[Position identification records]
►

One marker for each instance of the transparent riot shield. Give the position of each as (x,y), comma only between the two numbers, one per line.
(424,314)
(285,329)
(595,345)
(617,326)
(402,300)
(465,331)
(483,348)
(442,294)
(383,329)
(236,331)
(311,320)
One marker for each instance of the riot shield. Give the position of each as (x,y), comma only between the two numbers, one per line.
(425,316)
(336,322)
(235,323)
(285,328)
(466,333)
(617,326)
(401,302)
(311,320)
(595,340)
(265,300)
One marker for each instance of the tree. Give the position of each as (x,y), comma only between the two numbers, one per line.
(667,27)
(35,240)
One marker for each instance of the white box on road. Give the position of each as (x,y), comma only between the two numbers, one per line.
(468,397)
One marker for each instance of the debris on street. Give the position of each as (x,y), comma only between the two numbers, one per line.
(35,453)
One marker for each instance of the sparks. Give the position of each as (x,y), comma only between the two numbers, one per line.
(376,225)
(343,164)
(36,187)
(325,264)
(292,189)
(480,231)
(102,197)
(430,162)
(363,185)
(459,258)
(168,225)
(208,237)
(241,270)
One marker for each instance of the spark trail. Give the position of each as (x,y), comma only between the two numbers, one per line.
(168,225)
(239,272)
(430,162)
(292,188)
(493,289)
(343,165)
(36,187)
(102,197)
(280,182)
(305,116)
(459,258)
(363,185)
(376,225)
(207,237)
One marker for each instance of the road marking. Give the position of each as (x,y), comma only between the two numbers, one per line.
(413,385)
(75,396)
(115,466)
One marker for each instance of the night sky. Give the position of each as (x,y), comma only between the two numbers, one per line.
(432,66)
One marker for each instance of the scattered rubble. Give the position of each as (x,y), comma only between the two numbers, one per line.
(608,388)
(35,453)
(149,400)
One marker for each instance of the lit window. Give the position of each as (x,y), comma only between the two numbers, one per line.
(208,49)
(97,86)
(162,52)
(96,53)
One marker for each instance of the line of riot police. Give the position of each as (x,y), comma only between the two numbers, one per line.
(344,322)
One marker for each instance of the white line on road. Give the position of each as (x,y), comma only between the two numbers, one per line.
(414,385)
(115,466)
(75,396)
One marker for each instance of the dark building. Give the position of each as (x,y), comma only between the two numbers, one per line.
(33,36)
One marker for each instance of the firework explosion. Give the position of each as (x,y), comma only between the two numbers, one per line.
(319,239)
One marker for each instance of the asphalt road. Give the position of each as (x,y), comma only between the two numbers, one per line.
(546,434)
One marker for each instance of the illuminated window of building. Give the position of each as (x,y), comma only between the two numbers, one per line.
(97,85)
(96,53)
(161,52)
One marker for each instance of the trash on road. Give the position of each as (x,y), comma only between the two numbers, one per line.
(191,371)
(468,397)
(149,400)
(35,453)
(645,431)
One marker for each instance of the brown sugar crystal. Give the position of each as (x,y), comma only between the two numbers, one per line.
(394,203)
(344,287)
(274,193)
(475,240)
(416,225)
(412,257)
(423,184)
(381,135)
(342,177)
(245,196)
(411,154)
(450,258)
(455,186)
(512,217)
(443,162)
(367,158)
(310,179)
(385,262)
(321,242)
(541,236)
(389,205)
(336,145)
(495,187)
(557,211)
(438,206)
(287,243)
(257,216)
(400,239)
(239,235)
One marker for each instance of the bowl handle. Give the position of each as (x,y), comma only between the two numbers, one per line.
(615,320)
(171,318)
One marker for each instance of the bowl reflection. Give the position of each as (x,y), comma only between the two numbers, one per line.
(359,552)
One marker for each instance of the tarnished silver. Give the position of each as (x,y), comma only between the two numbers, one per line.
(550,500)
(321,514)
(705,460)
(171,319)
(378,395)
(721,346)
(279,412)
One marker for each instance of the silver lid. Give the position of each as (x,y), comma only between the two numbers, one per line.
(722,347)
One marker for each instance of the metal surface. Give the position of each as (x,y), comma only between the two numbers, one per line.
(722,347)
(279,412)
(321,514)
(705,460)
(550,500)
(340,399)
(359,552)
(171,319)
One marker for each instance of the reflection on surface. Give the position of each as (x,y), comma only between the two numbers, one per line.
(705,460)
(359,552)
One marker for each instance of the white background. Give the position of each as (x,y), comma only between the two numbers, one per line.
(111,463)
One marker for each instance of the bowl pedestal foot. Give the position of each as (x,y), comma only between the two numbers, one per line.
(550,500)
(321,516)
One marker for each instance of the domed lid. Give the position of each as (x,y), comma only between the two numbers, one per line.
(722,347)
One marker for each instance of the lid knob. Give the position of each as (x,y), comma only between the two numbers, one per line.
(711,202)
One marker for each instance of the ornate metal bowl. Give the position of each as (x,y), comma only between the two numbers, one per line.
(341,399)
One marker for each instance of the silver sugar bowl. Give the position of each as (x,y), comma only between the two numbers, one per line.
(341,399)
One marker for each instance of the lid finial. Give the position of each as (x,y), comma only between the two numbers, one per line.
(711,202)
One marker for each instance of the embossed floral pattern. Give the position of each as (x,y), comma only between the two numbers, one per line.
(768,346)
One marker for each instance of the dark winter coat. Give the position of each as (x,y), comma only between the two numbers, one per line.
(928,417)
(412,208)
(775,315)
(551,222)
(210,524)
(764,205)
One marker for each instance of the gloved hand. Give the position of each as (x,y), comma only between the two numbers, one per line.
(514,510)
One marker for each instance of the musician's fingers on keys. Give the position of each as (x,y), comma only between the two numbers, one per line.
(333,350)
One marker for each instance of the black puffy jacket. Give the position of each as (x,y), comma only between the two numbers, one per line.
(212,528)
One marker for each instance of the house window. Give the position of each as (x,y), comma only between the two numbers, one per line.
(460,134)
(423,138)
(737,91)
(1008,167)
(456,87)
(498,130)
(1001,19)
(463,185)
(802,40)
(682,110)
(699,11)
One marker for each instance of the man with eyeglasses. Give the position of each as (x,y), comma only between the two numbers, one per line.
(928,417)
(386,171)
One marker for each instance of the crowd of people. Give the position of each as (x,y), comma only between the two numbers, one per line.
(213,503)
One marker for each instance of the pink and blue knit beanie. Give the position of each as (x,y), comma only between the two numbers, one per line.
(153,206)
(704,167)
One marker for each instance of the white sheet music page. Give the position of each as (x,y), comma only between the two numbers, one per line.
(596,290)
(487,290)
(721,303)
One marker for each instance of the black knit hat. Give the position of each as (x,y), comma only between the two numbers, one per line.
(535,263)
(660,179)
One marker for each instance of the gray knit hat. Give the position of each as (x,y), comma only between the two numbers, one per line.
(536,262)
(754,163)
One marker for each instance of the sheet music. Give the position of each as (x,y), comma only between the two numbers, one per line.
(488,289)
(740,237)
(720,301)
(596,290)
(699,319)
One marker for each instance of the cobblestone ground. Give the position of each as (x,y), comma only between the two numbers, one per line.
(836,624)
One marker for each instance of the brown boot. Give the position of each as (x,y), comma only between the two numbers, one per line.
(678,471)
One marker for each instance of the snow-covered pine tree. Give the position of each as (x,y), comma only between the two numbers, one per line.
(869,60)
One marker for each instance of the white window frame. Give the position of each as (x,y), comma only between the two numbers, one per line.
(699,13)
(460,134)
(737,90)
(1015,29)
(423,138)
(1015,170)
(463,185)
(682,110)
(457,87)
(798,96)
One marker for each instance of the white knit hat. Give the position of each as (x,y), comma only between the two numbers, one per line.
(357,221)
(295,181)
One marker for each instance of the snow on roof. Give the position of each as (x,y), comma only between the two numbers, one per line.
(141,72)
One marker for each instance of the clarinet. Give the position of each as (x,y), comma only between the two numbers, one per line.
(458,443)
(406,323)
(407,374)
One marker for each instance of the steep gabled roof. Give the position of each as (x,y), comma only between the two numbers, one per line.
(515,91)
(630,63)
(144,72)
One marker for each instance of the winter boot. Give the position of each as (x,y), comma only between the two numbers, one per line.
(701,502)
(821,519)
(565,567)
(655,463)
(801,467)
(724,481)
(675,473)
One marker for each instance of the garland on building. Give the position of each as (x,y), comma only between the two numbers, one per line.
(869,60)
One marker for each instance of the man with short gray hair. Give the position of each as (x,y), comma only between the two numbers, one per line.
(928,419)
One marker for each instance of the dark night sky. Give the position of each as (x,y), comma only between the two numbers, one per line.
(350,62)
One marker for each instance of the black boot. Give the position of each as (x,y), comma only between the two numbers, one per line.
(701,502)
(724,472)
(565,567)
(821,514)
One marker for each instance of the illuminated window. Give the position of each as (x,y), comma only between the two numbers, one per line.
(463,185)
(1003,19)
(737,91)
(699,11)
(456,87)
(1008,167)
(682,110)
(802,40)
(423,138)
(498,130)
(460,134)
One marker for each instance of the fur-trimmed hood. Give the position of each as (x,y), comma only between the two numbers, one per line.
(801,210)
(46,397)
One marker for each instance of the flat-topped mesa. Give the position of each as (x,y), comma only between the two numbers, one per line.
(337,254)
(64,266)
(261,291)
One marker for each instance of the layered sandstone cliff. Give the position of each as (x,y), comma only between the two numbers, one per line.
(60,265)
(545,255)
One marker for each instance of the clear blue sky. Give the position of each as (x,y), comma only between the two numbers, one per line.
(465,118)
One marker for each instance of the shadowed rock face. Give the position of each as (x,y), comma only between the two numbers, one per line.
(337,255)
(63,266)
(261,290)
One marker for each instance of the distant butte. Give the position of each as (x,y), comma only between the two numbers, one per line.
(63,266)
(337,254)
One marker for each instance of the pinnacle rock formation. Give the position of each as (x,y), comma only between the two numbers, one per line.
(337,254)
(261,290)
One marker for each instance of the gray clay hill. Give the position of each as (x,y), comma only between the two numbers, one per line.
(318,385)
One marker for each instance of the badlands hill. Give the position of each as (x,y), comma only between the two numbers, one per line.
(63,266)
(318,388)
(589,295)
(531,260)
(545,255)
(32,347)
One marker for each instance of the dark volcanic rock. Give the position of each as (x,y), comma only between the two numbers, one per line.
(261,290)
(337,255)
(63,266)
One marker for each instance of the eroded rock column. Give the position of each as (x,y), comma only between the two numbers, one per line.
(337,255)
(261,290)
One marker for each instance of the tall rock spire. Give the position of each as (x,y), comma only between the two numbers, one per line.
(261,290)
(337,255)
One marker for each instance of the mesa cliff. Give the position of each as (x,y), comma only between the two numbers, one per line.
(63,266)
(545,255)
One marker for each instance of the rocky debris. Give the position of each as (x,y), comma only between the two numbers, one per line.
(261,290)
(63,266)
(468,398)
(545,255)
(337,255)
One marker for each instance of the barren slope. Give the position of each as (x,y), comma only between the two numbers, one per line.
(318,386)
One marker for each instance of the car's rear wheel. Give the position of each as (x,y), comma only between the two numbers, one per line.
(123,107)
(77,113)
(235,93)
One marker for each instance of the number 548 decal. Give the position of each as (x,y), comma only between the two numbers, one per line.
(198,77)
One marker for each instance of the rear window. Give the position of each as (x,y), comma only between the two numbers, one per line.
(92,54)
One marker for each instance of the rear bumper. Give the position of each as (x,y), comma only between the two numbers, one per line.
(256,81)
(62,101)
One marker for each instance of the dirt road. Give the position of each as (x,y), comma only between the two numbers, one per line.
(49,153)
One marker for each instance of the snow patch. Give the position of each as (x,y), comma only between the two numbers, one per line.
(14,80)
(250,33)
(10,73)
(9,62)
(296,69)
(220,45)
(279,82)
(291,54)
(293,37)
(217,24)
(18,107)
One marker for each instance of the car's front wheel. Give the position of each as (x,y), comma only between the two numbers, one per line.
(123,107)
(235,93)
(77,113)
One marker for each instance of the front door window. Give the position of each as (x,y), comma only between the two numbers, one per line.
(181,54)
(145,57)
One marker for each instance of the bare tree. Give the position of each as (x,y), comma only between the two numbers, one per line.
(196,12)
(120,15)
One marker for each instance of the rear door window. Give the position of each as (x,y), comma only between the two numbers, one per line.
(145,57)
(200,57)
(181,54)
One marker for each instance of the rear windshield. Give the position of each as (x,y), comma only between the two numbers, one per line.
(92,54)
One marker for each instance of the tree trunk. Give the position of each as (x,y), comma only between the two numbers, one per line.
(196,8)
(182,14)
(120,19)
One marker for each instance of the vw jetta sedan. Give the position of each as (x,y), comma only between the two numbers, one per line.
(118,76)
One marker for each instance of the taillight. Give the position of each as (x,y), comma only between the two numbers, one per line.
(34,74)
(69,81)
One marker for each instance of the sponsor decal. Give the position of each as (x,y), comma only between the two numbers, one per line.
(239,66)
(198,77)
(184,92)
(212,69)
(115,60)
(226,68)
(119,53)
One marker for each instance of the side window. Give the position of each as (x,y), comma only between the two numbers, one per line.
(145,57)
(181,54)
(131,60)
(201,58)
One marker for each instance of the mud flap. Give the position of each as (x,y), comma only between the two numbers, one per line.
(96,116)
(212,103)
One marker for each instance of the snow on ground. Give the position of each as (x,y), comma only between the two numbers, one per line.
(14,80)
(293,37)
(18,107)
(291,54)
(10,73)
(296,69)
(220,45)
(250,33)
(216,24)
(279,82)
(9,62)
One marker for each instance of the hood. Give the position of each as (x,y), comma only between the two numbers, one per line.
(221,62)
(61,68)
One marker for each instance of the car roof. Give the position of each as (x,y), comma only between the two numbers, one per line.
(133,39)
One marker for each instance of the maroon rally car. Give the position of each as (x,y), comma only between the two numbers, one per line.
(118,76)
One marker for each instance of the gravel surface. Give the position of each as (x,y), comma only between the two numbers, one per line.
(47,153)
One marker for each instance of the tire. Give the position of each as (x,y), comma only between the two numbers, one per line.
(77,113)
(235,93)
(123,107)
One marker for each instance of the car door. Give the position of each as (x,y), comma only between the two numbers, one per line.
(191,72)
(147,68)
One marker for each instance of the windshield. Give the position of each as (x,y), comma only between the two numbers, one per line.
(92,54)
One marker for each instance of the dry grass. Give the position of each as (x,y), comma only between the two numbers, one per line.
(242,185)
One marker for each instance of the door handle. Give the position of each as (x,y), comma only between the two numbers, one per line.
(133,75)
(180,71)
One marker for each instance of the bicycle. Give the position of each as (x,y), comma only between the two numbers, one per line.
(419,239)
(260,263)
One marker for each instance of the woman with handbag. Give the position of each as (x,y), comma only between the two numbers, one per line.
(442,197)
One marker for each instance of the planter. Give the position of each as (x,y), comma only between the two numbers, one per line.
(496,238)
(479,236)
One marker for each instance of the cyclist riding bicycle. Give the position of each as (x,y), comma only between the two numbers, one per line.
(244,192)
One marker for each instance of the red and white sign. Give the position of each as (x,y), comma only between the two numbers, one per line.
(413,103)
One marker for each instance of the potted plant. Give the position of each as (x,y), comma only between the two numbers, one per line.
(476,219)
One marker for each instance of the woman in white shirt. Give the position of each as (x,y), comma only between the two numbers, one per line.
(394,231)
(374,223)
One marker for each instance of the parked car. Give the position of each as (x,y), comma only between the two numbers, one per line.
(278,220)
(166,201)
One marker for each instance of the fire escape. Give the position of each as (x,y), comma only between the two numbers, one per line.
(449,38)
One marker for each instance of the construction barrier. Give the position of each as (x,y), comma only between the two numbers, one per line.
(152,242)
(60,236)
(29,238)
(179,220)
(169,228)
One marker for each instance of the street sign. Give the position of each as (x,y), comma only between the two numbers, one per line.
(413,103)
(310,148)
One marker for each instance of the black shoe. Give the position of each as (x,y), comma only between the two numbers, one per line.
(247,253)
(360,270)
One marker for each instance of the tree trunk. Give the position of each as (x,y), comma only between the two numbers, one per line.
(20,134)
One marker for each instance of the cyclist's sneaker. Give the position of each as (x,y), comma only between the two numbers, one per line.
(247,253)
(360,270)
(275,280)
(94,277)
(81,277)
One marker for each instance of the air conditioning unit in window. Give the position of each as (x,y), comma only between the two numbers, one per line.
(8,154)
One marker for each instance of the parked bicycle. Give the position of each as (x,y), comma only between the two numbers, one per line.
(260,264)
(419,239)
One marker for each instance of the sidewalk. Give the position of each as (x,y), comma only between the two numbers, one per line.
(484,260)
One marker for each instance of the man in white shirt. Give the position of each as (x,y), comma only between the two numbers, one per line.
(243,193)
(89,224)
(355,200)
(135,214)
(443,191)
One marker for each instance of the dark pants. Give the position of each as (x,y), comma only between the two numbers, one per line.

◄

• Aim of the exercise:
Reproduce exactly the line that holds "One marker for each instance of the black shoe.", then every line after it, ending with the final line of the records above.

• Solution to this problem:
One marker for each instance of the black shoe. Give the position of each as (x,y), comma only between the two numbers, one per line.
(247,253)
(360,270)
One marker for each instance of the tree trunk. Give the position of each as (x,y), comma only between the two numbers, one per line.
(20,134)
One marker for each instance of the cyclist's sneaker. Give the position of each as (x,y), comma only between the two numbers, one per line.
(247,253)
(360,270)
(275,280)
(94,277)
(81,277)
One marker for each instance of the air conditioning unit in window. Give the position of each as (x,y), comma only between the two numbers, one per line.
(8,154)
One marker for each instance of the parked bicycle. Give the position of each as (x,y), comma only between the two numbers, one per line.
(260,264)
(419,239)
One marker for each instance of the sidewalk. Give the position of each as (x,y), comma only between the two numbers, one per line.
(484,260)
One marker for each instance of the man in white shirt. Give the position of each as (x,y), comma only between the two numbers, one per line.
(243,193)
(89,224)
(355,200)
(135,214)
(443,191)
One marker for each instance of the dark pants. Give the position of each as (x,y), comma only between the two numbers, one per line.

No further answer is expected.